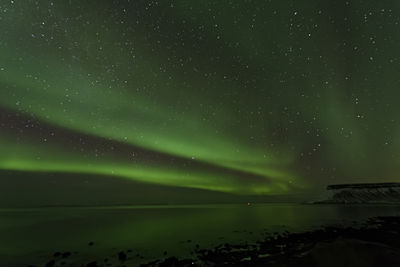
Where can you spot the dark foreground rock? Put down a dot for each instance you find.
(374, 243)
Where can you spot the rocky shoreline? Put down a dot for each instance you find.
(375, 242)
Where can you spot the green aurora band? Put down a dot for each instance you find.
(251, 98)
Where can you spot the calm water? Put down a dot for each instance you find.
(31, 236)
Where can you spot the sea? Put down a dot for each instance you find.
(31, 236)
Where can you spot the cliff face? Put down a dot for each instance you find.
(363, 193)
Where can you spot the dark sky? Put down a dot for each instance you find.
(243, 97)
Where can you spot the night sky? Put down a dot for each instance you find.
(244, 97)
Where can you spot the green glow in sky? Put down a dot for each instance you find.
(248, 98)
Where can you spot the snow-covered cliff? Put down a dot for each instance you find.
(362, 193)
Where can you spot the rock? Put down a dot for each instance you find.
(66, 254)
(92, 264)
(122, 256)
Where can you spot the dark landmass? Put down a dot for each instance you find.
(362, 193)
(373, 243)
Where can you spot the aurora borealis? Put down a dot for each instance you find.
(243, 97)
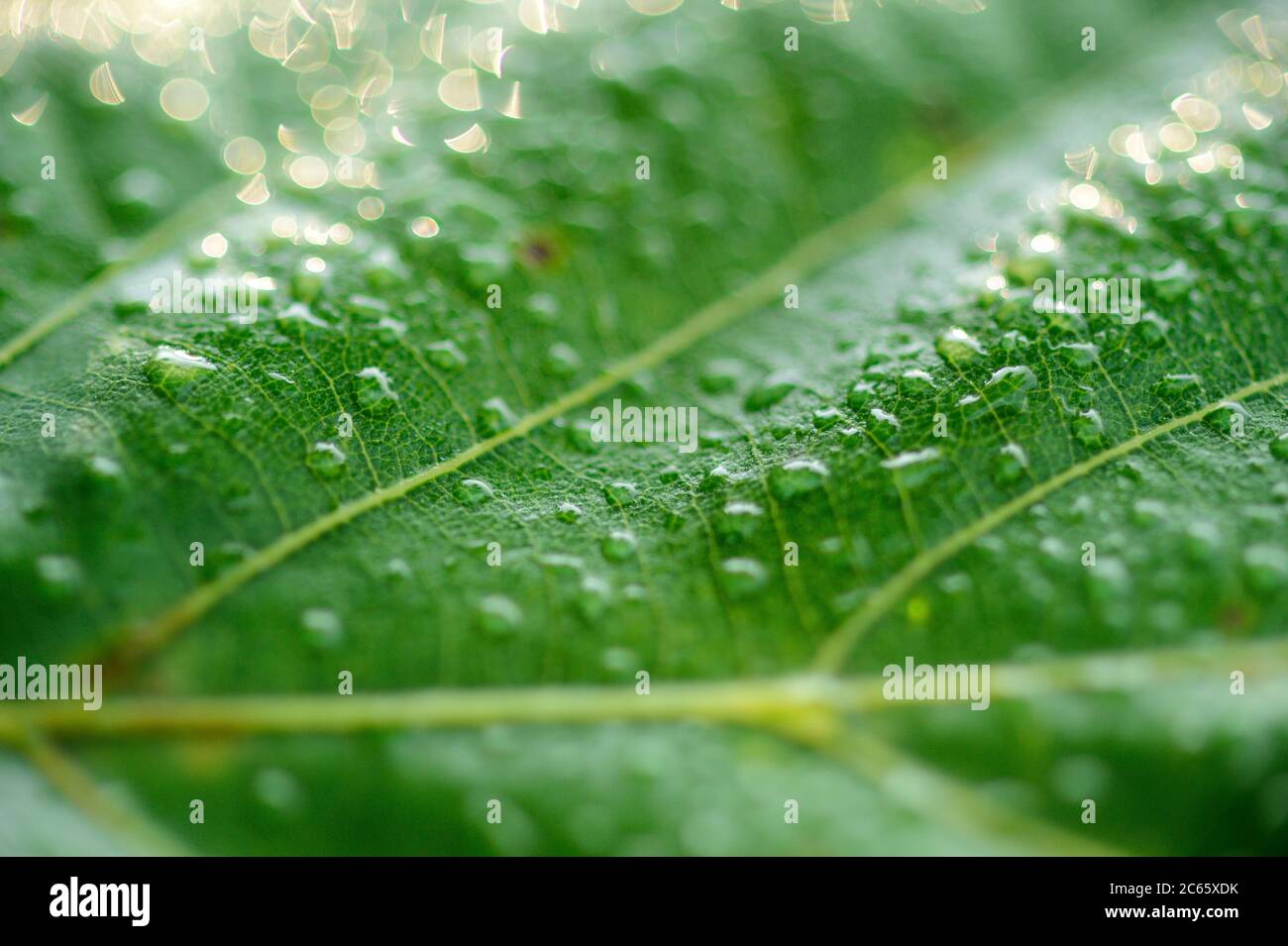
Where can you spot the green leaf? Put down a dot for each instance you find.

TO BE DONE
Turn the lines of the listing into a JSON list of strings, one string per line with blank lines left out, starting at the line that contains "Where can you spot the rocky" and ending at the last line of the listing, both included. Leave the pictures out of the answer.

THE RESPONSE
[
  "Where can you spot the rocky shoreline? Put down a dot for each instance you find.",
  "(375, 242)",
  "Where can you spot the green aurora band? Put down a dot for each instance you find.",
  "(251, 98)",
  "Where can you spot the calm water? Put down a dot for each instance you find.",
  "(31, 236)",
  "Where can you spot the sea? Put down a dot for each instance you find.",
  "(31, 236)",
  "Where can you spot the cliff face? Put down a dot for each instance you find.",
  "(363, 193)",
  "Where can you spot the dark sky? Put down a dot for each instance you find.",
  "(243, 97)",
  "Where can you spot the night sky? Put down a dot for each instance you find.",
  "(244, 97)",
  "Where can you spot the green glow in sky? Put down a dot for each instance you find.",
  "(248, 98)",
  "Where can you spot the snow-covered cliff? Put down a dot for each instance you find.",
  "(362, 193)",
  "Where can you spot the rock? Put down a dot for each instance you find.",
  "(66, 254)",
  "(92, 264)",
  "(122, 256)",
  "Where can you spot the dark landmass? Put down a dot for each instance you find.",
  "(362, 193)",
  "(373, 243)",
  "Where can you spot the aurora borealis? Put down a dot for each instance you find.",
  "(243, 97)",
  "Where can you spot the green leaf? Put down a dot for each instance you find."
]